* TEXT EXTRACT:
* START *
[c-nsp] iSCSI, port buffers, and small switches

Nick Hilliard nick at foobar.org
Tue Jul 26 16:14:44 EDT 2011


On 26/07/2011 19:47, John Gill wrote:
> The big scenarios you need buffering are speed difference (regardless of
> average rate!) or many-to-one host at the same time, otherwise you don't
> need significant buffers at all.

it's still quite common these days to have a 10g path from the san/nas to 
the network, but 1G access from the network to the client machines, 
modelled using a 10G distribution layer switch connected to both the 
san/nas and a bunch of ToR switches.  The ToR switches would have 10G 
uplinks, but 1G downlinks;  and unless these ToR switches have sufficient 
buffering capabilities, packet loss may occur on the 1G egress path.    So 
although cheaper, it can often prove to be false economy.  Also, 1GE is 
getting to be quite slow for disk access these days.  My 4.5yo laptop 
pushes 180 mb sequential reads, which is way more than 1Gbit/sec.
* END *
(Excerpts from a point labeling dataset)
* START *
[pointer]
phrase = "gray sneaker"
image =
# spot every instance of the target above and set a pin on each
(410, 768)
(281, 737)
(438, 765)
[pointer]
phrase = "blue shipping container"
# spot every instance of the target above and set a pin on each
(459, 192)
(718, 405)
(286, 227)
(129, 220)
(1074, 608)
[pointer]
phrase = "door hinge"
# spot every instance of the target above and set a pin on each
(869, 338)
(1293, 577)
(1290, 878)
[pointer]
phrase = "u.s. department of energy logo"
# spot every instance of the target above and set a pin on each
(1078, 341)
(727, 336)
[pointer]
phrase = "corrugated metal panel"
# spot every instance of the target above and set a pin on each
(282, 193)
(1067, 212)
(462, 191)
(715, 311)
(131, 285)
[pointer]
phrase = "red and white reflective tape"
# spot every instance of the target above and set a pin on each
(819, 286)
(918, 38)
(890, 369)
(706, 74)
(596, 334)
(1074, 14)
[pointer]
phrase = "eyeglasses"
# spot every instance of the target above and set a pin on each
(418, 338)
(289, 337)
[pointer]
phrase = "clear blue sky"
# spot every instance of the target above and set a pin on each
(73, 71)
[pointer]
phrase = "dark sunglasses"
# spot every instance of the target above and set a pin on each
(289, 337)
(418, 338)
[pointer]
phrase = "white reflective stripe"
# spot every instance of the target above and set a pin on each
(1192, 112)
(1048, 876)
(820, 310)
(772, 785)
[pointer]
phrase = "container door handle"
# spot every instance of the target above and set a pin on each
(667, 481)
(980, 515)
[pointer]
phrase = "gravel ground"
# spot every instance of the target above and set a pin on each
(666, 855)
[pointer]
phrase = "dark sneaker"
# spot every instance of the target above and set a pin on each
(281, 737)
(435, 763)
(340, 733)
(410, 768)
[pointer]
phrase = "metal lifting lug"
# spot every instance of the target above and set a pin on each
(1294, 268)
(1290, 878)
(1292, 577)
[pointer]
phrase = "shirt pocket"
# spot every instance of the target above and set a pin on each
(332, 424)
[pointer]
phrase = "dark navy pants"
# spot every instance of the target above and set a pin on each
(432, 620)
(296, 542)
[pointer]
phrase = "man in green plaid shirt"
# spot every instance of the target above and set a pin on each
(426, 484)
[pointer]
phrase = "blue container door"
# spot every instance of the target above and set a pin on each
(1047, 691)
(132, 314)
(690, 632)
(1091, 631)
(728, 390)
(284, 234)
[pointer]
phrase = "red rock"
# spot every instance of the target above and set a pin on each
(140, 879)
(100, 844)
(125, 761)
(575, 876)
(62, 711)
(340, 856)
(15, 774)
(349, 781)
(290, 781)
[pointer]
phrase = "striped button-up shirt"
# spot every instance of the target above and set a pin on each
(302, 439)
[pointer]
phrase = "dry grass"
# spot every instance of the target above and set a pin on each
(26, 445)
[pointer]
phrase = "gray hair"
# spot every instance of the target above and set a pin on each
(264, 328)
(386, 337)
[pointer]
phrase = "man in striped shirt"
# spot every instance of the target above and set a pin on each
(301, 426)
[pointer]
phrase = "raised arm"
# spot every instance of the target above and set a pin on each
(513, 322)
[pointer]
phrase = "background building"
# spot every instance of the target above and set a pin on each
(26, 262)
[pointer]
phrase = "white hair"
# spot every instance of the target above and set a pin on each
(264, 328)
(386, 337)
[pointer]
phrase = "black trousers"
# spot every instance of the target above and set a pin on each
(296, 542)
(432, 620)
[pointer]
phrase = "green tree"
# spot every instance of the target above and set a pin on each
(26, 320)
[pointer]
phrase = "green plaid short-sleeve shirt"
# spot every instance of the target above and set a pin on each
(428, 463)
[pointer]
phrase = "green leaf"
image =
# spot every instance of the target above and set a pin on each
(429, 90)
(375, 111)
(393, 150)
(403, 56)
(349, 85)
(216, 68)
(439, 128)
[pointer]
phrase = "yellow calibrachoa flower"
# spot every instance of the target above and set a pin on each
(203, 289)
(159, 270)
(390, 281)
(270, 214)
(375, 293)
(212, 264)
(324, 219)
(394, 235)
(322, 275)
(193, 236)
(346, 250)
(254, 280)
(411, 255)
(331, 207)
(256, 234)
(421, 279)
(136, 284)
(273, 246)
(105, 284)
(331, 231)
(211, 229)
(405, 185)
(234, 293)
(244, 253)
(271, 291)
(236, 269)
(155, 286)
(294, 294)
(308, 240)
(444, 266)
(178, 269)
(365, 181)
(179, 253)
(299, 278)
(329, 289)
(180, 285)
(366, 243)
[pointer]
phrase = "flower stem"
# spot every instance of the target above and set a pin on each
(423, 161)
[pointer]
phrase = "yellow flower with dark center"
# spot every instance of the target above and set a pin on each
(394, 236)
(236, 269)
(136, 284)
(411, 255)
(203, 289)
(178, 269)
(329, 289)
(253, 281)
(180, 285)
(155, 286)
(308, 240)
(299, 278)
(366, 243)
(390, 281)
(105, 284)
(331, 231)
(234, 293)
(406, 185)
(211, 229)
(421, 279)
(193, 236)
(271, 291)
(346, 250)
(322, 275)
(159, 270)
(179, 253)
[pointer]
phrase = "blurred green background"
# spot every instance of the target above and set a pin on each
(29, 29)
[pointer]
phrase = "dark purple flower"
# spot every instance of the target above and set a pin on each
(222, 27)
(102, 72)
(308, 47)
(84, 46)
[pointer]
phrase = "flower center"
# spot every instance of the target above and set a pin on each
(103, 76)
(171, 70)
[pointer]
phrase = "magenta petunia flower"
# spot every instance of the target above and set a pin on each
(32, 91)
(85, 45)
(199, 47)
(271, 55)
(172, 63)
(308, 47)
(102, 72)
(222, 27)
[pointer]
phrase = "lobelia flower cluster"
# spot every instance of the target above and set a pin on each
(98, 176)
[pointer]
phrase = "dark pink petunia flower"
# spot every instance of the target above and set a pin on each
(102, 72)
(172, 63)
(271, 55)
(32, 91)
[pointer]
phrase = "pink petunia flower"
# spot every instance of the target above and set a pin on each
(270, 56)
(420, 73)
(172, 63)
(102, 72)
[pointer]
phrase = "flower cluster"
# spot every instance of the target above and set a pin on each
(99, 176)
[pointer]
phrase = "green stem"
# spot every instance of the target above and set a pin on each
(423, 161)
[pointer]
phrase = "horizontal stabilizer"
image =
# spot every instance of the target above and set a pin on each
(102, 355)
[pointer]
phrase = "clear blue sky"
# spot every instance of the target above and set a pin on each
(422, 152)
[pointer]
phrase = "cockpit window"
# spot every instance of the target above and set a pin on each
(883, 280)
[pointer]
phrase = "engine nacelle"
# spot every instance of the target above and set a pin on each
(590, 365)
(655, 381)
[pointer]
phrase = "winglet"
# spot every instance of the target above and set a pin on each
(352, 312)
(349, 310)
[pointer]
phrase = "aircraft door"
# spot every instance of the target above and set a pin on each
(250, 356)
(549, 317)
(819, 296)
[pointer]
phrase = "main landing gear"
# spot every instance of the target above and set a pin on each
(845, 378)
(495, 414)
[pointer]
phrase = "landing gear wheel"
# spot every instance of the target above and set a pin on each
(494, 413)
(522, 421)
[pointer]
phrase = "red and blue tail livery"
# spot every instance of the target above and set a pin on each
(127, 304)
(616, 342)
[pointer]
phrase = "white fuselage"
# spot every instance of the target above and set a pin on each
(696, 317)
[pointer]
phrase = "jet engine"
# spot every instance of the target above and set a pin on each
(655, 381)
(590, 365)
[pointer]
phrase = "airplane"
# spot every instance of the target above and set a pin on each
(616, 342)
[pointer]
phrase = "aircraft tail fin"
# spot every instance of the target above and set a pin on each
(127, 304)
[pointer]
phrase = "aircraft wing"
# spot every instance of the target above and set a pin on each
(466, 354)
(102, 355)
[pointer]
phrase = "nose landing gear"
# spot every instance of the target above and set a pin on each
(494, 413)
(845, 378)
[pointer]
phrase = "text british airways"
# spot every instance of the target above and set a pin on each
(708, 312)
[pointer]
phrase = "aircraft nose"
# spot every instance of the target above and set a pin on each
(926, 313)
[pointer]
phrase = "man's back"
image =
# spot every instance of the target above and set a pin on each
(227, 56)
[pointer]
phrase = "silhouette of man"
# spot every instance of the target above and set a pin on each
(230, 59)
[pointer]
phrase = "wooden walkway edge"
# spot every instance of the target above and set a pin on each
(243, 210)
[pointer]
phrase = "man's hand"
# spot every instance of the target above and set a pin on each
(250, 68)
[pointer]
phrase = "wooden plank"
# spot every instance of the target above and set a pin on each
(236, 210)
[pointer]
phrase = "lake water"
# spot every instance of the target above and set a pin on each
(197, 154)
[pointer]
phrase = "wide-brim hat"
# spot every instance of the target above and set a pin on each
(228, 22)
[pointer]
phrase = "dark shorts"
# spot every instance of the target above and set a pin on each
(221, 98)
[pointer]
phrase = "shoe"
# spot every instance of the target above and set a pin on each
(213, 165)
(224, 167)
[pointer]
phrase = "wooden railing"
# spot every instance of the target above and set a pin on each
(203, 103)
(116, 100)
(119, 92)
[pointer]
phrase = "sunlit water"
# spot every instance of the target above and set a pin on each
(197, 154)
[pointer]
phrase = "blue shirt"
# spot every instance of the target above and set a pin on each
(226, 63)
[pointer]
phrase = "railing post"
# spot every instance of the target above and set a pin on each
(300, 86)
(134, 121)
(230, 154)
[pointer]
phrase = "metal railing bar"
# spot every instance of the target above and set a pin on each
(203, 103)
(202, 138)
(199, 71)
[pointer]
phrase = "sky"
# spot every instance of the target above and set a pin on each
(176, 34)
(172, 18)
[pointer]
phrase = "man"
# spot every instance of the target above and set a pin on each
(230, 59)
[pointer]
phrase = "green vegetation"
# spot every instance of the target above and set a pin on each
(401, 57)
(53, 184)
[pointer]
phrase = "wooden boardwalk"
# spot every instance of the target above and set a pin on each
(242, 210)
* END *
* TO DO: Retype everything in the mailing list post from "On 26/07/2011 19:47, John" down to "buffers at all.". Rely only on the mailing list post for what comes next.

* SOLVED EXERCISE:
On 26/07/2011 19:47, John Gill wrote:
> The big scenarios you need buffering are speed difference (regardless of
> average rate!) or many-to-one host at the same time, otherwise you don't
> need significant buffers at all.